YOUR OBJECTIVE ▸
Filter the listing below, copying every line in which the word "front" appears.

== Segment start ==

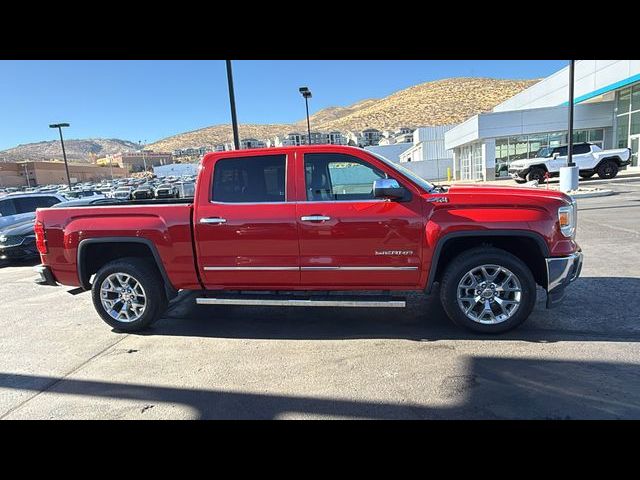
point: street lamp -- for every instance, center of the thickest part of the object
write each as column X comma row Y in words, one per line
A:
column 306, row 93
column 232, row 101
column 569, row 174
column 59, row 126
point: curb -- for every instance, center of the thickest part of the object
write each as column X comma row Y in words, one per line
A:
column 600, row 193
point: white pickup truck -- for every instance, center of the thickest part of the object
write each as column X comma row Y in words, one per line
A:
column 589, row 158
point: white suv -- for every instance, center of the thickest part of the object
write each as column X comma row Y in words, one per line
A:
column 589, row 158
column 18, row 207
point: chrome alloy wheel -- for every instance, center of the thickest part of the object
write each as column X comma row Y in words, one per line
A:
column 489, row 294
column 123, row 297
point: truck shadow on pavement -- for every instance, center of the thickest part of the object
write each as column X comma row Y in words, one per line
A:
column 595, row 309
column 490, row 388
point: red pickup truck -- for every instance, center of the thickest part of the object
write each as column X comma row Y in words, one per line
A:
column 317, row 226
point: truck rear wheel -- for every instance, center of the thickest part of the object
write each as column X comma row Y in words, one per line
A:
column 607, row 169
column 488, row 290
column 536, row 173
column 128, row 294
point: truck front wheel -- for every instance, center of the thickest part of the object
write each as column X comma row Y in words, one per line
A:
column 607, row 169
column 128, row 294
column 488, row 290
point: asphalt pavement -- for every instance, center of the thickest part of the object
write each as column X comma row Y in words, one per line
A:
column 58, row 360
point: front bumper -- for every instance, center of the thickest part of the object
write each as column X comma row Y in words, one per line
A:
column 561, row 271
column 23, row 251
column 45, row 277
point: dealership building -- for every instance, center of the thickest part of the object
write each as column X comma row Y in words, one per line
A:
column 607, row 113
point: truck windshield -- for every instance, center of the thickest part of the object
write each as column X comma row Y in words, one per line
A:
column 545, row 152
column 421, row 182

== Segment end ==
== Segment start ==

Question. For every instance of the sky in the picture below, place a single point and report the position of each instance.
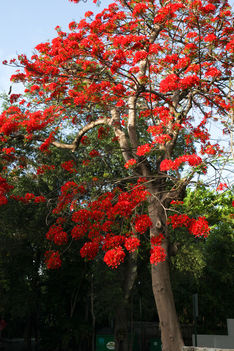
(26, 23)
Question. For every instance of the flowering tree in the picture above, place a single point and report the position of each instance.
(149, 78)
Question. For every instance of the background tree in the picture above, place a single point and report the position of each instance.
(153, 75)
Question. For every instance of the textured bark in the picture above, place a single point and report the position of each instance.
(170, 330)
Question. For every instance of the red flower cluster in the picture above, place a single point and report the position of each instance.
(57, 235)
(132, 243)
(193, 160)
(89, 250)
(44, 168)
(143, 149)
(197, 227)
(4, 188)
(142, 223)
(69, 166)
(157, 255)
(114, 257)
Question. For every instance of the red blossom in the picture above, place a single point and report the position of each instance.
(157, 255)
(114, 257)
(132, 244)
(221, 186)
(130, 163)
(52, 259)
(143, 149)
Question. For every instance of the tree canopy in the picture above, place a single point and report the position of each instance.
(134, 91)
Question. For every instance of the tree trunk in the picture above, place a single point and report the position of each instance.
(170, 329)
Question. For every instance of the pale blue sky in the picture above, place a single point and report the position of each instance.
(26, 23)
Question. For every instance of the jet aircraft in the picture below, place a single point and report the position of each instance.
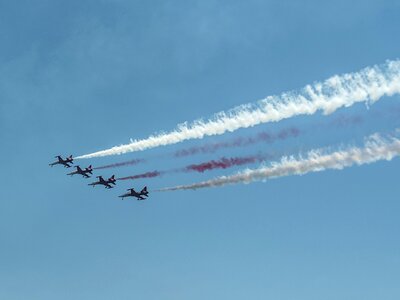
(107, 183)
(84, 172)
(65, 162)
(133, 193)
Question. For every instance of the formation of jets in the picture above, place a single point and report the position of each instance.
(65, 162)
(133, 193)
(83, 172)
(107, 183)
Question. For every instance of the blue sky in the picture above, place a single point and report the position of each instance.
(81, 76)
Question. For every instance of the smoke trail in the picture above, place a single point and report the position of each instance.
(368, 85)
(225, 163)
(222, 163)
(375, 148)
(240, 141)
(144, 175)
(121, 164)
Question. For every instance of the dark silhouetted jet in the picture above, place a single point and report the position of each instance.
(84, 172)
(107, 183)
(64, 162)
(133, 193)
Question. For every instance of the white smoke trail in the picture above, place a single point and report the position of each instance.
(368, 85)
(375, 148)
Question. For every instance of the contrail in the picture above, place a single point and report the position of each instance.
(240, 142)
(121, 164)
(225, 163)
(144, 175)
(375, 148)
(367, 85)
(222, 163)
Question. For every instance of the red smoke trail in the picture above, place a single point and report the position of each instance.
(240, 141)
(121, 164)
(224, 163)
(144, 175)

== Segment end ==

OUTPUT OF THE EXERCISE ▸
point: truck front wheel -- for every instance, center of the thickest part of the object
point: front bumper -- for every instance, center of the thickest part of the object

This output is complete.